## Work request
Count up every line of the data in which "below" occurs. The reply is one number and nothing more.

□ □ □ □ □ □ □

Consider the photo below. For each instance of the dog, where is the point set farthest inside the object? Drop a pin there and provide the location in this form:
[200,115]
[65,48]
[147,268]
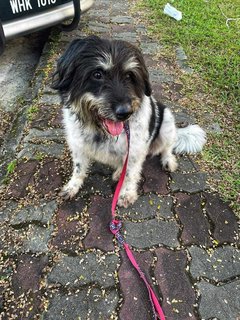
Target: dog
[103,85]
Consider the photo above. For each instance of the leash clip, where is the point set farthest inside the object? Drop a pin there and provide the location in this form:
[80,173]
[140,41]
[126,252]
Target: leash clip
[115,226]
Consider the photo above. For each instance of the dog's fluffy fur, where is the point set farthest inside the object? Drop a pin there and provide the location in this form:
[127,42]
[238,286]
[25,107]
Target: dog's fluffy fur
[104,83]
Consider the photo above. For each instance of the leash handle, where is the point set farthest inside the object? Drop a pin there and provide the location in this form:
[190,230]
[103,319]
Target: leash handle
[115,227]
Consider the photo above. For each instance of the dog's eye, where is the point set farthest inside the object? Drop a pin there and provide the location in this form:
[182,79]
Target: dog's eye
[97,75]
[129,75]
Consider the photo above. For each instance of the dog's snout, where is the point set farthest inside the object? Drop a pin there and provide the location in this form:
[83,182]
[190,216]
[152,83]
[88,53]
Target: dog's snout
[123,112]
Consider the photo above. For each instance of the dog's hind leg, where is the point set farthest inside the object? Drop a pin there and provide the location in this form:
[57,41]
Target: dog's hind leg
[80,167]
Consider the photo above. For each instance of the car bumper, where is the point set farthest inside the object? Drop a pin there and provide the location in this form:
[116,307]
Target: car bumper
[46,19]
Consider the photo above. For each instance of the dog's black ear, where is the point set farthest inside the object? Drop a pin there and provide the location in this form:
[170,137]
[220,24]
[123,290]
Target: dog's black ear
[148,88]
[67,64]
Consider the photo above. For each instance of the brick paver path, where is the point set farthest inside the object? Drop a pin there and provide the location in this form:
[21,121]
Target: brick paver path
[59,260]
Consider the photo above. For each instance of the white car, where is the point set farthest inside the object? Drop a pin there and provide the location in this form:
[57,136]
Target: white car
[19,17]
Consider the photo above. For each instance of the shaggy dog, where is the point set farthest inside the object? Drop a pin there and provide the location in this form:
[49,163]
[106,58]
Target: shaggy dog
[103,85]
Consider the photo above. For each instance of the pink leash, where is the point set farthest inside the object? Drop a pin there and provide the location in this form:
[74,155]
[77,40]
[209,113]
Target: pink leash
[115,227]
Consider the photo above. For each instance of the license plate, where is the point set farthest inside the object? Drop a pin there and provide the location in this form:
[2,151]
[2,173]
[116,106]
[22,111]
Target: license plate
[14,9]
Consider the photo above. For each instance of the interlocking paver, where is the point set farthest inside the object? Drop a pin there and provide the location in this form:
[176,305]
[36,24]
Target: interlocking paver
[175,285]
[223,218]
[195,225]
[221,302]
[151,233]
[59,258]
[70,229]
[220,264]
[85,304]
[86,268]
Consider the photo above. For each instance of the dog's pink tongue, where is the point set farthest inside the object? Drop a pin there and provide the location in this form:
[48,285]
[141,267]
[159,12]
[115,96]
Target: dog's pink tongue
[114,128]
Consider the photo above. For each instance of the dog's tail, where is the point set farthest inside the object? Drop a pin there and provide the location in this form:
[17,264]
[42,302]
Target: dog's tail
[190,139]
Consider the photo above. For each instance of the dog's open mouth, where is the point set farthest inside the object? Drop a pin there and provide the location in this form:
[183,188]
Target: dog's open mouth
[113,127]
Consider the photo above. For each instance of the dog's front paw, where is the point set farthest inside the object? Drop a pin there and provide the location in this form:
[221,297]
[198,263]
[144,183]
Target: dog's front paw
[125,200]
[69,190]
[170,163]
[116,174]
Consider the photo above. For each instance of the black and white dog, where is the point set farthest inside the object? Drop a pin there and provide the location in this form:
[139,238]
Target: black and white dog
[103,84]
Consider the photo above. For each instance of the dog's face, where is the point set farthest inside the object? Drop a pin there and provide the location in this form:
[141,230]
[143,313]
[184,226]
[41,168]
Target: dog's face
[102,81]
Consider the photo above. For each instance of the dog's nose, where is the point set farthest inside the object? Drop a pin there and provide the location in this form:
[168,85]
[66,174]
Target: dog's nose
[123,112]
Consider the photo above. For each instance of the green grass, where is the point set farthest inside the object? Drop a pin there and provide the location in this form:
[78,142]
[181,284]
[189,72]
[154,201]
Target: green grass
[213,51]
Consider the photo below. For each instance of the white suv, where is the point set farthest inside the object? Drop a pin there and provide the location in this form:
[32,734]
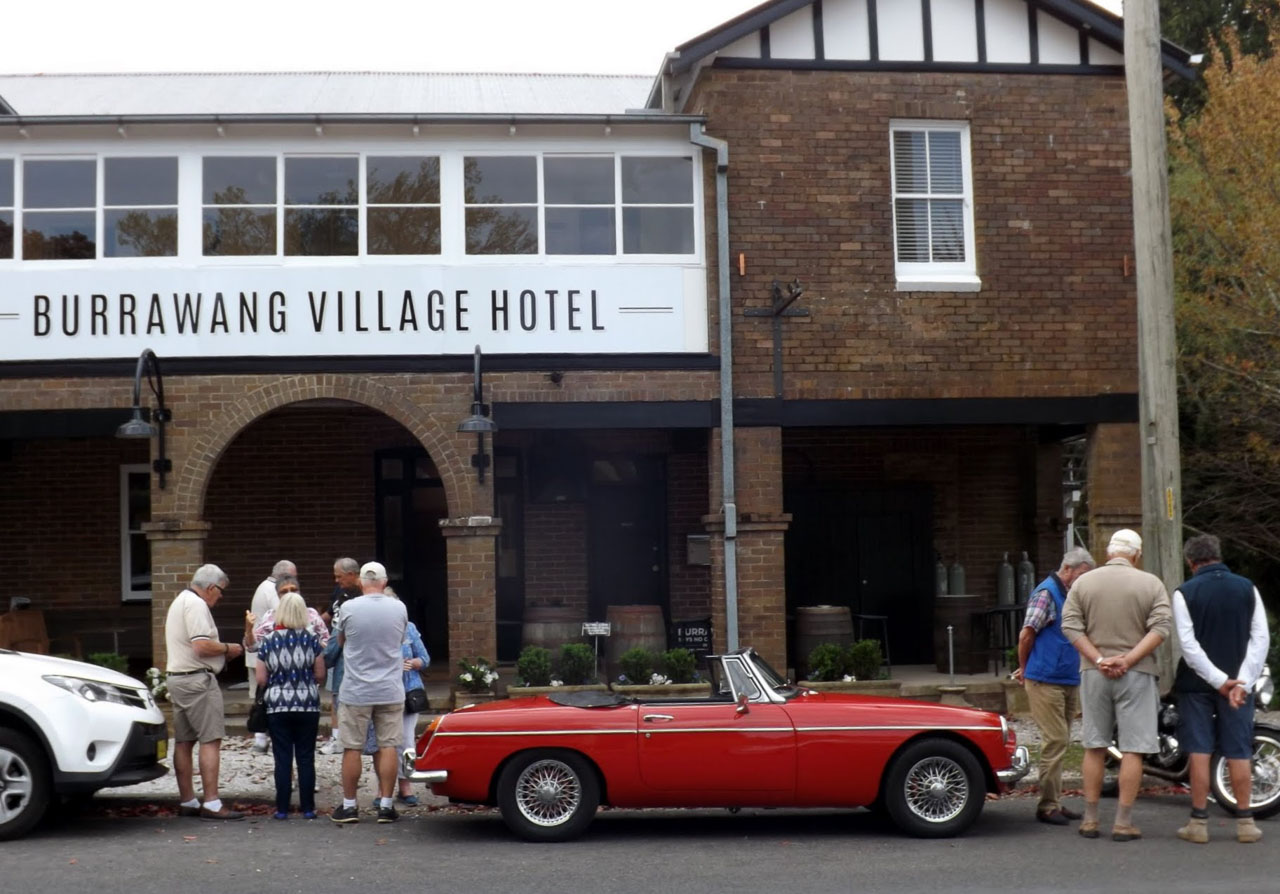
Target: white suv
[71,729]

□ □ □ □ □ □ □

## Result of this exercise
2